Truth: The Door Between Our Greatest Fears & Our Greatest Selves
[image error]
We’ve likely all heard the phrase, The truth shall set you free. Truth is critical in all areas of life, yet we’re often afraid—okay, terrified—of truth. It’s dismally human to eschew truth because truth often hurts.
A lot.
Truth and pain are inseparable, which is why great authors (or great people in general) are probably masochists.
What separates the amateur from the professional is the person’s willingness to face truth and embrace pain. If we think about it, authentic triumph always follows on the heels of pain.
Ask anyone who’s finished a marathon, completed an advanced degree, paid off a mountain of debt, or wriggled into max-control Spanx without losing consciousness….
Ask your mother about pain. Well, maybe not…
Ironically, the more pain involved, the greater the victory on the other side. Yet, how many of us long for victory…just without all that ‘pain’ stuff?
Truth increases self-awareness. It makes us face aspects of our character we’d rather hide in the bathtub with the piles of dirty laundry.
Don’t you judge me O_o ….
Today, I’m going to toss down some truth bombs. I’d love to say that I knew this stuff all along and am some mystic sage imbued with super powers.
________________________
- _Brief 1_: Can you condense the paragraph in the piece on truth that begins "What separates the amateur" into one shorter sentence that keeps its main points?
The piece on truth has no connection to the rows that come next.

- _Given records_:
________________________
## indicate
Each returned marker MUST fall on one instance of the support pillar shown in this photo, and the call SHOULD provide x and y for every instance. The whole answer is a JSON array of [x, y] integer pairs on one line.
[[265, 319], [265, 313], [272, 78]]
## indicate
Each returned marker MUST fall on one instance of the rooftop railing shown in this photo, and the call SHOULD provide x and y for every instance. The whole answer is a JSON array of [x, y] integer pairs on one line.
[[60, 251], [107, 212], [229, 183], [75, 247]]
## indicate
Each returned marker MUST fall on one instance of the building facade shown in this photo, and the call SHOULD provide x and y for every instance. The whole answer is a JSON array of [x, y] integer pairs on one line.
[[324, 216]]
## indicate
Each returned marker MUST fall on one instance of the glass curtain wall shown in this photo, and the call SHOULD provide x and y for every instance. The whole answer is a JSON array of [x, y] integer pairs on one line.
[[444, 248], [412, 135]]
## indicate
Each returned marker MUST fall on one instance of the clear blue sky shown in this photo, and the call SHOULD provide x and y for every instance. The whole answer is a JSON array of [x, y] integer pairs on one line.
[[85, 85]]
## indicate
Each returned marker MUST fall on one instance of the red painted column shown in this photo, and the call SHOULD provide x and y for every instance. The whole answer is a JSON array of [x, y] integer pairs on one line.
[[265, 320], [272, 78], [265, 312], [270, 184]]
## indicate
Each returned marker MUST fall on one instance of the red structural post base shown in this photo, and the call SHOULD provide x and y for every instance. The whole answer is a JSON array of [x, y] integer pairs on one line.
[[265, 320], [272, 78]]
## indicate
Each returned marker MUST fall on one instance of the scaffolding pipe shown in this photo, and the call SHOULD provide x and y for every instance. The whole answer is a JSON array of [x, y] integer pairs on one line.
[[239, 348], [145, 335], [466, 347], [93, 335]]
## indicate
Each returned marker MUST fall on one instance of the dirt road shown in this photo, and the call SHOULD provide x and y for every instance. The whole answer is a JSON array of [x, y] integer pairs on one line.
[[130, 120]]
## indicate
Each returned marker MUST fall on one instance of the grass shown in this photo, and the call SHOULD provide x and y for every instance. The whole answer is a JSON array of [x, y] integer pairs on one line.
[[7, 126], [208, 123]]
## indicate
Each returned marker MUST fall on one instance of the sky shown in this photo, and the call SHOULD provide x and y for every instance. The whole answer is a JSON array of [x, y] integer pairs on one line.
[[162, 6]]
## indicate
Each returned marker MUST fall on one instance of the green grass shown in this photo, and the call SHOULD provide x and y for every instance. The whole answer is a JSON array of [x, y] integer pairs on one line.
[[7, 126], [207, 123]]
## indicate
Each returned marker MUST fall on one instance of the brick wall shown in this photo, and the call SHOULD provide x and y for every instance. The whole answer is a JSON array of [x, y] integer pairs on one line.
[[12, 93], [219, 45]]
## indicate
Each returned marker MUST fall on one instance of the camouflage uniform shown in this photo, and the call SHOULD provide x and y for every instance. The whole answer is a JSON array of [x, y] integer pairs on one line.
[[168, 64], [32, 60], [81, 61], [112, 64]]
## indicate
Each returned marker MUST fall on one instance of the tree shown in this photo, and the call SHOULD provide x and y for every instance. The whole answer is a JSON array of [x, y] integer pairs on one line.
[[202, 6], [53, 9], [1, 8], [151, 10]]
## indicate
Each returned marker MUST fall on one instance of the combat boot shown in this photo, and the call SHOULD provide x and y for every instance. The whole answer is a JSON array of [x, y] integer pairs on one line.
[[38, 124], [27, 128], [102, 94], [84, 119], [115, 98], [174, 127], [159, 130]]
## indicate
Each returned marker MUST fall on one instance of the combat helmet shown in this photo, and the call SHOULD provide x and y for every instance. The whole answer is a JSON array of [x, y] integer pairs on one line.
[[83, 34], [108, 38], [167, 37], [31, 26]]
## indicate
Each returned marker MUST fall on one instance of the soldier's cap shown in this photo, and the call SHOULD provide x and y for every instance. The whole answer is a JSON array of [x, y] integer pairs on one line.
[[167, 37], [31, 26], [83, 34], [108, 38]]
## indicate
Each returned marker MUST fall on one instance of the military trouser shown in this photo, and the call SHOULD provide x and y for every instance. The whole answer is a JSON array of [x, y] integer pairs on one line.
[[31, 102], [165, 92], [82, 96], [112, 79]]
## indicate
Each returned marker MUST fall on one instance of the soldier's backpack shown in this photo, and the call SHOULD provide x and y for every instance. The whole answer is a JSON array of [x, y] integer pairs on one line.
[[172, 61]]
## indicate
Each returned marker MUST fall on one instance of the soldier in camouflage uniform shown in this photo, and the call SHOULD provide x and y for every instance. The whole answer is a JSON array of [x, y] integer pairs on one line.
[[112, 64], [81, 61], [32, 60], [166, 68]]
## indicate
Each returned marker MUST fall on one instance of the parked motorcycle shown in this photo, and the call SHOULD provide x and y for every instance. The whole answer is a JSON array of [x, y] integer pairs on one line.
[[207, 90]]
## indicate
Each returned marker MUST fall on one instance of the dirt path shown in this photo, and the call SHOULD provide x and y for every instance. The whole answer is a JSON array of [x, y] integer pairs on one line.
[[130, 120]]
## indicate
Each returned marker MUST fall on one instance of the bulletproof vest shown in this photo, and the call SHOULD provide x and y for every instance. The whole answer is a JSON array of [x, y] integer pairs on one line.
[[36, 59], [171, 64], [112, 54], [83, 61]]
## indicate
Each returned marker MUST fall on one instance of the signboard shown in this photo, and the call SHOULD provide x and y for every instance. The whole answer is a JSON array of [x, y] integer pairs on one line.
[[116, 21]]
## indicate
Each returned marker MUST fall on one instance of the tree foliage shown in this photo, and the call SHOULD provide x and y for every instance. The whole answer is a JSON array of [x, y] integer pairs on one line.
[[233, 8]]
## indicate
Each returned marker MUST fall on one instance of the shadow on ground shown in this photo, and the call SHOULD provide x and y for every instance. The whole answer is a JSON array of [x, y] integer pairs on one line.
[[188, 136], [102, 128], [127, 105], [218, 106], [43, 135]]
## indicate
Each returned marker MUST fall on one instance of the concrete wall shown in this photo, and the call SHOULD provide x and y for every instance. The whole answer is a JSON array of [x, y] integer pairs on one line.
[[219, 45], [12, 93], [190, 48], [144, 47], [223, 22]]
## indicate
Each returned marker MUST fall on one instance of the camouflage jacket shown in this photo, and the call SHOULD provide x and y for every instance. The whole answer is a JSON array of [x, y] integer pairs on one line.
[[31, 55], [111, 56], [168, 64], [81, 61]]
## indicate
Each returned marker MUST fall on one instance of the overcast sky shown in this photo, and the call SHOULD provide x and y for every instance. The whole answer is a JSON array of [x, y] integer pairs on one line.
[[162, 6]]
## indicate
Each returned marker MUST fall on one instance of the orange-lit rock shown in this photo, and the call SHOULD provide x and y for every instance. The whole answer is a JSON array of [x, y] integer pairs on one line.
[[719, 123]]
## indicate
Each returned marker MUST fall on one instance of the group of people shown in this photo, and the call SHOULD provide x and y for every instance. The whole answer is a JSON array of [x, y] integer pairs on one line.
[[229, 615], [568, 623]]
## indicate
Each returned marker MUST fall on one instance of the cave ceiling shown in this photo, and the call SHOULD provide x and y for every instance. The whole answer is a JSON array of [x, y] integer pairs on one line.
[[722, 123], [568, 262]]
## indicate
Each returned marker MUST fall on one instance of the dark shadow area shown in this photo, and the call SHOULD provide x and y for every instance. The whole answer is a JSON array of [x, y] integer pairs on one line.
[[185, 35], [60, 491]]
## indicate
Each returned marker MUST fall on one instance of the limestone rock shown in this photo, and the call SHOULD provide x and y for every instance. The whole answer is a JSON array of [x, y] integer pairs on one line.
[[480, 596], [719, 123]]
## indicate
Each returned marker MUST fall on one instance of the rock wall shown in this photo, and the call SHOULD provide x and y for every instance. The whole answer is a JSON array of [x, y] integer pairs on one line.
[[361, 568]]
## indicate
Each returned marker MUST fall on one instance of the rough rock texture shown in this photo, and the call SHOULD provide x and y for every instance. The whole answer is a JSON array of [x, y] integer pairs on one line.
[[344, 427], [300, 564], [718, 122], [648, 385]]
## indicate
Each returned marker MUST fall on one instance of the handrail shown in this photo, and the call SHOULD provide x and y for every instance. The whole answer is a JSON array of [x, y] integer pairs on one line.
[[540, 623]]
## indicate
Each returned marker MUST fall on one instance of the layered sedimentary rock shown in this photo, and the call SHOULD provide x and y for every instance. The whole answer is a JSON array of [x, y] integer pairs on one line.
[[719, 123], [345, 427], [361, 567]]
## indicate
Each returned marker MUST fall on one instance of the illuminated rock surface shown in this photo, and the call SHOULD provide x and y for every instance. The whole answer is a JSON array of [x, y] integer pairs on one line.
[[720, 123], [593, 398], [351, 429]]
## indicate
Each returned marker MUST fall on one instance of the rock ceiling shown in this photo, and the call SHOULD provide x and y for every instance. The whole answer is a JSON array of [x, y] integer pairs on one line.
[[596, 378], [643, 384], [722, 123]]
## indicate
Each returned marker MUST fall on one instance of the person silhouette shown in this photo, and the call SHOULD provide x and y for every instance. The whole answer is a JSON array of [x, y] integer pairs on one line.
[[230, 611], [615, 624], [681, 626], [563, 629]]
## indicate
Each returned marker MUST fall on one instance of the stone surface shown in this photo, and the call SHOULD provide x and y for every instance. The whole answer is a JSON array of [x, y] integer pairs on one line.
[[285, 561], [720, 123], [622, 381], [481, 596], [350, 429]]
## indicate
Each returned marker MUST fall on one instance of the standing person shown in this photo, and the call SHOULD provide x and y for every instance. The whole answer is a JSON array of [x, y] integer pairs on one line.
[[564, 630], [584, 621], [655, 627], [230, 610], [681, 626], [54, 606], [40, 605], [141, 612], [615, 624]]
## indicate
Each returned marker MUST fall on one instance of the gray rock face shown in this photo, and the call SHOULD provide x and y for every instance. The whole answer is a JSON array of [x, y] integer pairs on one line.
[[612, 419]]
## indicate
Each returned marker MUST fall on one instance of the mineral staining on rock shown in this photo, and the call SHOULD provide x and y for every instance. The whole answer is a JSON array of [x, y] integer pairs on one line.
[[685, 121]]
________________________
- _Brief 2_: Could you set down word for word everything in the rows from the very start down to the line containing "[[265, 319], [265, 313], [272, 78]]", with both of those lines included?

- _Worked answer 1_: Professionals differ from amateurs in being willing to face truth and embrace pain, and real triumph always follows pain.

- _Worked answer 2_:
## indicate
Each returned marker MUST fall on one instance of the support pillar shown in this photo, and the call SHOULD provide x and y for every instance. The whole answer is a JSON array of [x, y] integer pairs on one line.
[[265, 319], [265, 313], [272, 78]]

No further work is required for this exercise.